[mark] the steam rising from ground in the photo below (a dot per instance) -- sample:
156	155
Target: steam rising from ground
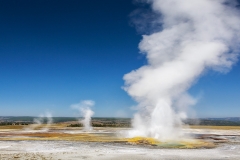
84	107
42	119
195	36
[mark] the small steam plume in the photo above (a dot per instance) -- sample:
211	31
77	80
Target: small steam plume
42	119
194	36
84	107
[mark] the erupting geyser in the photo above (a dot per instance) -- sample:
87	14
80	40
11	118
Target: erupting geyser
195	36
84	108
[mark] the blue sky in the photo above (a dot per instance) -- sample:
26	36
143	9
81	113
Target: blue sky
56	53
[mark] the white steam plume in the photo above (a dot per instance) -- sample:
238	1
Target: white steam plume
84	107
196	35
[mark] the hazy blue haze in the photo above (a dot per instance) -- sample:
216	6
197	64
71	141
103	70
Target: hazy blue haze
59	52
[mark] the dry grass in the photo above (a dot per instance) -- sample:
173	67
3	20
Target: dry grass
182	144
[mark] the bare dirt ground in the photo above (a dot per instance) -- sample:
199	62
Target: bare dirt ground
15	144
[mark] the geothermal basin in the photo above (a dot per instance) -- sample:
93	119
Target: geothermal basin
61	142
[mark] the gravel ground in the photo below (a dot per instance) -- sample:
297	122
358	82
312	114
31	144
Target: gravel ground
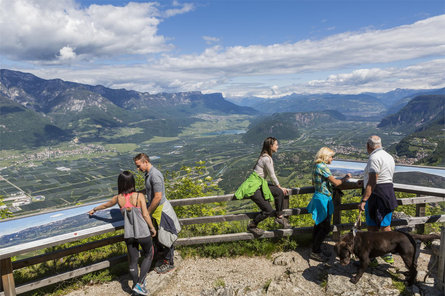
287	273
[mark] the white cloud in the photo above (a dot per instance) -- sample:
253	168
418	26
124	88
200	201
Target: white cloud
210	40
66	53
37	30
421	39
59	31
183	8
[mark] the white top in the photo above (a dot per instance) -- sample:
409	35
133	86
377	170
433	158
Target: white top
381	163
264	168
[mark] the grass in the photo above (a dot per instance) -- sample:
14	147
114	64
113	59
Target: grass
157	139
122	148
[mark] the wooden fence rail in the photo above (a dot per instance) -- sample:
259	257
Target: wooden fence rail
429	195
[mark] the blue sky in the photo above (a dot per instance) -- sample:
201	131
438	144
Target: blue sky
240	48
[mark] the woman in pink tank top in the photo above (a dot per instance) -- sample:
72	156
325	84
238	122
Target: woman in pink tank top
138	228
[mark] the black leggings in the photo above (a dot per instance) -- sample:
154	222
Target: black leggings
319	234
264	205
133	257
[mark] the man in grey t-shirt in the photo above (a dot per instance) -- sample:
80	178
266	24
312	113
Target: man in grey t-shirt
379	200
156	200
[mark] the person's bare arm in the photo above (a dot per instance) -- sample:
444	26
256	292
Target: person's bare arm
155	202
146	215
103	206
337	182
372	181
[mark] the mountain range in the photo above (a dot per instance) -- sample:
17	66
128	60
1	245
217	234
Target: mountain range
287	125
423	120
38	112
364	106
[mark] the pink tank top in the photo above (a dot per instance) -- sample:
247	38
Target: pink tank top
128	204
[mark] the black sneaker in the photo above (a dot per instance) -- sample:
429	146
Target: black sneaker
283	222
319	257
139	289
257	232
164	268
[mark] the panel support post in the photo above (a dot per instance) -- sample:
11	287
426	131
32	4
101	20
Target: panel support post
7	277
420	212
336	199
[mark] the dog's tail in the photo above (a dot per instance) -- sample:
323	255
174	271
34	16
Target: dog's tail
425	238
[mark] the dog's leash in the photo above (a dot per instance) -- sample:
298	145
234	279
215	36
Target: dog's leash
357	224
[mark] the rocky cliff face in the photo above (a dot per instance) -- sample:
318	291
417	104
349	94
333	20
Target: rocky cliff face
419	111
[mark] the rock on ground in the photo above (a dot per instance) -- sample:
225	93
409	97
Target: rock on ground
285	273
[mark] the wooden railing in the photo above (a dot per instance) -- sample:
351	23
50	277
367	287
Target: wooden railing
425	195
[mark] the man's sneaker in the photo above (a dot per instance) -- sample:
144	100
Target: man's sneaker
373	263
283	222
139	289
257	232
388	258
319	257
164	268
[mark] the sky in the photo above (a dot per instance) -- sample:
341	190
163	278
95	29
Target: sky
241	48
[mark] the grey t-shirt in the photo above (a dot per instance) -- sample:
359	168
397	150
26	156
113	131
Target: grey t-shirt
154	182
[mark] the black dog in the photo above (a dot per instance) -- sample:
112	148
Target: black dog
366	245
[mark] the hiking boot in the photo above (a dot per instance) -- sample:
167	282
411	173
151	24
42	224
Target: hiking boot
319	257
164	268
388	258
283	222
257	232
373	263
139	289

-*-*-

#### WHAT YOU NEED TO DO:
Answer with a single number: the count of lines in the entries that hold the word "below".

#### WRITTEN REPLY:
2